[DIRECTIONS]
[1] In the Harvard Divinity School essay, who spoke at the dedication of Divinity Hall?
[2] List every field named in the Harvard Divinity School essay as one where alumni apply their knowledge.
[3] Write out the stretch of the Harvard Divinity School essay from "A decade after" through "complex global landscape.", word for word.

[EXCERPT]
Thought, Feeling, and Purpose

Drew Faust

A decade after the Harvard Divinity School’s founding in 1816, William Ellery Channing spoke at the dedication of Divinity Hall. “We want more than knowledge,” he said. “We want force of thought, feeling, and purpose . . . We want powerful ministers, men fitted to act on men . . . to make themselves felt in society.” This aspiration—to combine education and action in pursuit of Veritas—has broadened over three centuries from “the serious, impartial, and unbiased investigation of Christian truth” advocated by early supporters to the robust academic and professional study of all five major faiths and their place in the world. Today, men and women with dozens of religious affiliations—or none at all—contribute to a community dedicated to courtesy, openness, and respect. The Harvard Divinity School is a pinnacle of pluralism in a complex global landscape.

In recent years, this community has opened more fully to students from across the University. Courses such as Border Crossings: Immigration in America, which included a spring break visit to Arizona last year, create opportunities for students to see the interplay of religion and other disciplines firsthand—one aspect of a revitalized undergraduate concentration in the comparative study of religion. At the same time, graduate students preparing for advanced research in religion and theological studies have a new option available to them—a joint PhD program offered by the Divinity School and the Graduate School of Arts and Sciences. From these and other courses of study emerge remarkable alumni who are ministering to members of their communities, including agnostics and atheists; applying their knowledge in fields ranging from business to law to medicine to public policy; and making important contributions to arts and culture, including award-winning novels and celebrated collections of poetry.

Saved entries
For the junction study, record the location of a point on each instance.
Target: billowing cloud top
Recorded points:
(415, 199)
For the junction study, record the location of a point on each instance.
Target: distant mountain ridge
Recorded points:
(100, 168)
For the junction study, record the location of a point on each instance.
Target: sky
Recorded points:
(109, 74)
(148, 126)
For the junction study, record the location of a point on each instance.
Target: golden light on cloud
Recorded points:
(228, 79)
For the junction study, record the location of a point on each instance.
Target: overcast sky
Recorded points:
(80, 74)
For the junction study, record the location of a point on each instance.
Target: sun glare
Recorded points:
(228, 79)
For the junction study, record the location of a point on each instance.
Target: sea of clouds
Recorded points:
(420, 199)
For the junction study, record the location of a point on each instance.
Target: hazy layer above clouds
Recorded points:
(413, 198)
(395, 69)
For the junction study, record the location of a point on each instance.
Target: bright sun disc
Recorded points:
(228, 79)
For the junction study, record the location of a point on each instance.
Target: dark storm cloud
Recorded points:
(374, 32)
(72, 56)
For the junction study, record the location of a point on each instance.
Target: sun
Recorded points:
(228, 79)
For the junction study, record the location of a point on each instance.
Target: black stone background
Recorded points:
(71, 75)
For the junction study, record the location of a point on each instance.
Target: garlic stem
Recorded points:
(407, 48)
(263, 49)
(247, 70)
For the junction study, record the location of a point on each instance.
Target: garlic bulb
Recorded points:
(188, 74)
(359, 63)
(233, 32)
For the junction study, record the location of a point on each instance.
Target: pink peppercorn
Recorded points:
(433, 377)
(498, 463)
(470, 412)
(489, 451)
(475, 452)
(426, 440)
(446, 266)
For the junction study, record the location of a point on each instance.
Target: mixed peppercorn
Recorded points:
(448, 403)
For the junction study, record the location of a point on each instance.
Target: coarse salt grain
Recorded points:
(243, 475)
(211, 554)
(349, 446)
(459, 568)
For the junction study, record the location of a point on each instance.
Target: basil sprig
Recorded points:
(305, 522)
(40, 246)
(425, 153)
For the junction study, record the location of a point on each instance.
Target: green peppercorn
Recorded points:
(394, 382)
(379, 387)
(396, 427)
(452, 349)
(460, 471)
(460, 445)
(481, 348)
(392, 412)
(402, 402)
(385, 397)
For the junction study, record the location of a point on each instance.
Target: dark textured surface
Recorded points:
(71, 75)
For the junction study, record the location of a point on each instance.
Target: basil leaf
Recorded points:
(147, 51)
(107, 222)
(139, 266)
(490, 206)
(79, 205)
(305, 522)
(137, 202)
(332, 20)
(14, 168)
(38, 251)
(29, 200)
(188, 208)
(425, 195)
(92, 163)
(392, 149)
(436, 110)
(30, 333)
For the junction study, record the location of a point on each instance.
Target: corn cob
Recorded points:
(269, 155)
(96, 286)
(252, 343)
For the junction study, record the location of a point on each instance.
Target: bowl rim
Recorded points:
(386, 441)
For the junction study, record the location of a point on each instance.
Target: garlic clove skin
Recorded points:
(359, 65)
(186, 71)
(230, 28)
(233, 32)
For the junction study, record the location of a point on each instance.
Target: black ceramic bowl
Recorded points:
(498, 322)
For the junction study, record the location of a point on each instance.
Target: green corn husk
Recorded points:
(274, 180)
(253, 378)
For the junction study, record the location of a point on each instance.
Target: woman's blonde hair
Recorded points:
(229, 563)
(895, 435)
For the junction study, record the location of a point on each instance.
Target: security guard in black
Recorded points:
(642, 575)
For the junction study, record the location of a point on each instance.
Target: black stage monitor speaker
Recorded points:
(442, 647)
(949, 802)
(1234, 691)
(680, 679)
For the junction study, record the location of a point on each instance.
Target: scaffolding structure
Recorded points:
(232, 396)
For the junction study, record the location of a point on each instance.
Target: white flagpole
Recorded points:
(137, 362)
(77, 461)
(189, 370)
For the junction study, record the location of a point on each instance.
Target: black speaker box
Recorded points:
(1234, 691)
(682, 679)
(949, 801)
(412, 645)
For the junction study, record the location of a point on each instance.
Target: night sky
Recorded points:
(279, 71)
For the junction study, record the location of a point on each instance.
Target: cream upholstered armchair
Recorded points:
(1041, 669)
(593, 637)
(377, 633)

[ACTIVITY ANSWERS]
[1] William Ellery Channing

[2] Business, law, medicine, and public policy

[3]
A decade after the Harvard Divinity School’s founding in 1816, William Ellery Channing spoke at the dedication of Divinity Hall. “We want more than knowledge,” he said. “We want force of thought, feeling, and purpose . . . We want powerful ministers, men fitted to act on men . . . to make themselves felt in society.” This aspiration—to combine education and action in pursuit of Veritas—has broadened over three centuries from “the serious, impartial, and unbiased investigation of Christian truth” advocated by early supporters to the robust academic and professional study of all five major faiths and their place in the world. Today, men and women with dozens of religious affiliations—or none at all—contribute to a community dedicated to courtesy, openness, and respect. The Harvard Divinity School is a pinnacle of pluralism in a complex global landscape.